Но собрать из этих сюжетов целую книгу – это было таким, решительным шагом, к которому, в том числе, и Ирина Дмитриевна подтолкнула со своим проектом. Вот, вот то, что получилось, я надеюсь, что получилось. Я постарался сделать так, чтобы в книгу попало и то, что называется историческими анекдотами, но, все-таки, постарался связать их так, чтобы показать, как тесно взаимосвязаны были наши страны, чтобы показать, что история российско-американских отношений – это не только Карибский кризис или, там, взаимные обвинения во вмешательстве во внутренние дела. То есть всё намного теснее, серьезнее и гораздо дольше по времени продолжается. Вот, это, собственно, была сверхзадача моя, наверное. Получилось или нет, ну, читателям виднее.
Н. Солодников: Я книжку прочитал, причем прочитал ее за буквально 2 дня. Вот, сколько было времени для чтения, столько я этой книги уделил, и читается она, ну, просто удивительно легко и интересно
И. Курилла: Спасибо
Н. Солодников: Потому что складывается впечатление, что... Да, это здорово, когда история отношений государств рассматривается через историю каких-то личных судеб. А это всегда там, какие-то истории какого-то конкретного человека, и ты понимаешь, что, на самом деле, история государства – это история человека в первую очередь. Если говорить о сегодняшнем дне (мы обязательно еще поговорим об истории), характеризуя сегодня уровень отношений или характер отношений между Россией и США, как бы вы это охарактеризовали в историческом контексте, или, так сказать, конституционально здесь и сейчас
И. Курилла: То, что мы видим в последние годы, особенно после того, как президентом стал в США Дональд Трамп, это такая иллюстрация, как мне кажется, с моей точки зрения, это такая иллюстрация конструктивистского подхода к российско-американским отношениям. То есть это вот ситуация, когда американские СМИ вдруг стали вести себя так, как мы привыкли, российские ведут в значительной степени.
Понимаете, вот, Россия и США на протяжении долгого времени (это началось раньше, чем «Холодная война», это началось, по меньшей мере в конце XIX – начале XX века) используют друг друга для того, чтобы решить какие-то внутренние проблемы. Я сейчас попробую, если можно, несколько минут объяснить, что я имею в виду.

[Выдержки из набора данных с разметкой рамками]
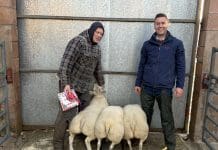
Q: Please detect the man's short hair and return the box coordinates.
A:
[154,13,168,20]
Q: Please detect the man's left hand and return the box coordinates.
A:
[175,88,184,97]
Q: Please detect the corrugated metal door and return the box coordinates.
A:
[17,0,197,128]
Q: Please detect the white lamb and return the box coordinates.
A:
[123,104,149,150]
[95,106,124,150]
[69,85,108,150]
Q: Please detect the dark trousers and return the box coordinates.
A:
[53,92,92,150]
[141,89,176,150]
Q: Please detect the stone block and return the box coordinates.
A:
[0,7,17,25]
[198,31,206,46]
[209,0,218,13]
[11,25,18,42]
[0,0,12,7]
[207,13,218,30]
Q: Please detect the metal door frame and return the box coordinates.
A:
[0,41,10,145]
[202,47,218,150]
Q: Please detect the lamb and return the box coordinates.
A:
[123,104,149,150]
[69,85,108,150]
[95,106,124,150]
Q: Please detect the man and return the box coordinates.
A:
[54,22,104,150]
[135,13,185,150]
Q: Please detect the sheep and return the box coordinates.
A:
[123,104,149,150]
[95,106,124,150]
[68,85,108,150]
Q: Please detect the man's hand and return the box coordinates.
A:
[175,88,184,97]
[64,84,70,93]
[135,86,142,95]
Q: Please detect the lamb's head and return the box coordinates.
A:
[90,84,105,96]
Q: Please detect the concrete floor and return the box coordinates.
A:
[0,130,207,150]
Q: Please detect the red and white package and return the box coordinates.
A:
[58,89,80,111]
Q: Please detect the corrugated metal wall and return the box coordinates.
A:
[17,0,197,128]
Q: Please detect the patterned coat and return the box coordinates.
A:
[58,30,104,93]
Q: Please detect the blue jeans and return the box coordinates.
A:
[141,88,176,150]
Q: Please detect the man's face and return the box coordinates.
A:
[93,28,104,43]
[154,17,169,36]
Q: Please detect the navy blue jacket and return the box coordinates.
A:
[135,31,185,88]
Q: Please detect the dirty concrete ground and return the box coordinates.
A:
[0,129,208,150]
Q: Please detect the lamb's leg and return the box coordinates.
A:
[85,137,93,150]
[127,139,132,150]
[97,139,101,150]
[139,139,145,150]
[109,142,116,150]
[69,133,75,150]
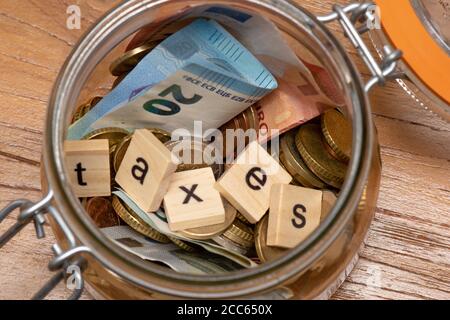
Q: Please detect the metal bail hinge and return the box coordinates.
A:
[0,191,91,300]
[318,2,402,92]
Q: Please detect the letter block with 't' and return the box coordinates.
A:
[116,129,179,212]
[267,184,322,248]
[215,141,292,223]
[64,139,111,198]
[164,167,225,231]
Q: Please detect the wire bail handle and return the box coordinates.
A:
[0,190,91,300]
[317,1,402,93]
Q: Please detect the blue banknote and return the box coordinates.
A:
[68,18,277,139]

## ЧТО СДЕЛАТЬ
a: За сколько дней Н. Солодников прочитал книгу, судя по отрывку беседы?
b: Перепишите дословно фрагмент отрывка беседы от «Но собрать из» до «ну, читателям виднее.».
c: Проверьте по отрывку беседы три утверждения. На каждое ответьте «да» или «нет» и приведите дословно слова из отрывка, которые это решают.
(i) По словам И. Куриллы, Россия и США используют друг друга для решения внутренних проблем по меньшей мере с конца XIX – начала XX века.
(ii) Н. Солодников говорит, что книга читается тяжело.
(iii) Сверхзадачей книги И. Курилла называет показать, что российско-американские отношения сводятся к Карибскому кризису.

## ОТВЕТЫ ПО ЗАДАНИЯМ
a: За два дня.

b:
Но собрать из этих сюжетов целую книгу – это было таким, решительным шагом, к которому, в том числе, и Ирина Дмитриевна подтолкнула со своим проектом. Вот, вот то, что получилось, я надеюсь, что получилось. Я постарался сделать так, чтобы в книгу попало и то, что называется историческими анекдотами, но, все-таки, постарался связать их так, чтобы показать, как тесно взаимосвязаны были наши страны, чтобы показать, что история российско-американских отношений – это не только Карибский кризис или, там, взаимные обвинения во вмешательстве во внутренние дела. То есть всё намного теснее, серьезнее и гораздо дольше по времени продолжается. Вот, это, собственно, была сверхзадача моя, наверное. Получилось или нет, ну, читателям виднее.

c:
(i) Да: «это началось, по меньшей мере в конце XIX – начале XX века».
(ii) Нет: «читается она, ну, просто удивительно легко и интересно».
(iii) Нет: «история российско-американских отношений – это не только Карибский кризис».